Problem statement
With the line containing "[ ] one point per instance of the whale body" as the start and the line containing "[ ] one point per instance of the forested" as the end, transcribe that span of the entries below exactly, including both.

Natural-language object grounding data
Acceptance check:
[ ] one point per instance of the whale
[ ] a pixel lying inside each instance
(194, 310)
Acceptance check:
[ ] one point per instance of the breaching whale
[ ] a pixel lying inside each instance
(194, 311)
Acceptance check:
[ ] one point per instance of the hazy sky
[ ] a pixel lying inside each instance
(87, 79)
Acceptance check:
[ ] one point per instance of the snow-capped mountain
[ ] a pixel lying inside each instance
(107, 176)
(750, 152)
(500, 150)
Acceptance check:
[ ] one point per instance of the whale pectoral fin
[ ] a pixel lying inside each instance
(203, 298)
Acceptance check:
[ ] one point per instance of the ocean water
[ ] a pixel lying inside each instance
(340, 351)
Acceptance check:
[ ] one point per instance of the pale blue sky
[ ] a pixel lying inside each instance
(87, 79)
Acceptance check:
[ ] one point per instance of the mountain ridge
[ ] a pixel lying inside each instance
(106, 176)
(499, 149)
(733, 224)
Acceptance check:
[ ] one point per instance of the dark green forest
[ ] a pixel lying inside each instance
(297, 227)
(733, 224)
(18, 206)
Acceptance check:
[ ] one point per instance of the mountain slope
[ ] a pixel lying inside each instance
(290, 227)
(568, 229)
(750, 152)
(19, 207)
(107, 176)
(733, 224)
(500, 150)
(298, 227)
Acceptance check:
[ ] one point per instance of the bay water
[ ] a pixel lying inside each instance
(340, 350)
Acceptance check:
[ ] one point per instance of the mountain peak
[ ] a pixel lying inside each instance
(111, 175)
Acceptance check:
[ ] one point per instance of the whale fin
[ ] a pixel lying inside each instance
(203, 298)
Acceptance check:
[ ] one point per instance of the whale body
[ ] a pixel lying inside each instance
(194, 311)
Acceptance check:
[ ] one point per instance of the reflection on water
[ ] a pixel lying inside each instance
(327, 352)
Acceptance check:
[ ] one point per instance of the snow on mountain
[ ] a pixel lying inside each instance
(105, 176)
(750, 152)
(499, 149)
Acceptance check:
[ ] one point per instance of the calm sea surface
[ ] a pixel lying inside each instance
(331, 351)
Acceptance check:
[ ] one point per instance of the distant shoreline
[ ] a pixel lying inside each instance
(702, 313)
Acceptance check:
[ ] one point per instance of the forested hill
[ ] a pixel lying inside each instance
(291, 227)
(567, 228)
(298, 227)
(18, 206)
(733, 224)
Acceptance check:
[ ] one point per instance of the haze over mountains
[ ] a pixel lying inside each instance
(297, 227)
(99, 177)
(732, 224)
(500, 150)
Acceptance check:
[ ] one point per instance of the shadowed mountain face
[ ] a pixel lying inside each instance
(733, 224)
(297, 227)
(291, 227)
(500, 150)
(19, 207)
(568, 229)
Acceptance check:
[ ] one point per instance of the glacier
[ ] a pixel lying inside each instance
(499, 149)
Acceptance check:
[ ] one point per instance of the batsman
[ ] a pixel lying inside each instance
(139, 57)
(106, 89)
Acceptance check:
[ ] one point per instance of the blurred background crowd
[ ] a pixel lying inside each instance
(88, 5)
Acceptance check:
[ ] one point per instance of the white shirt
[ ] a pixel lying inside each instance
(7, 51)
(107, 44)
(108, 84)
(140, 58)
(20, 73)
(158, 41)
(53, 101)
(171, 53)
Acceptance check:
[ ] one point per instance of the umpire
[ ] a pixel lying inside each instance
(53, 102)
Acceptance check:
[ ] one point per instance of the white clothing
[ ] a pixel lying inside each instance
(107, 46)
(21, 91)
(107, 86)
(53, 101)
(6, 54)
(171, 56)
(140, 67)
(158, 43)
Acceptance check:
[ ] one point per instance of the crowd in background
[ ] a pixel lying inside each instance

Task answer
[ ] one point per instance of the whale body
[ ] a pixel lying inside each instance
(194, 311)
Acceptance check:
[ ] one point per instance of the reflection on water
[ ] a pixel lying inside each instance
(327, 352)
Acceptance check:
[ ] one point per instance of the snow on mountain
[ ] a pixel lying inside each instance
(105, 176)
(750, 152)
(499, 149)
Acceptance check:
[ ] one point per instance of the calm sea surface
[ ] a pixel lying inside each instance
(331, 351)
Acceptance check:
[ ] one point per instance of the distant shoreline
[ ] a pixel lying inside each instance
(702, 313)
Acceptance check:
[ ] one point per instance of the forested hill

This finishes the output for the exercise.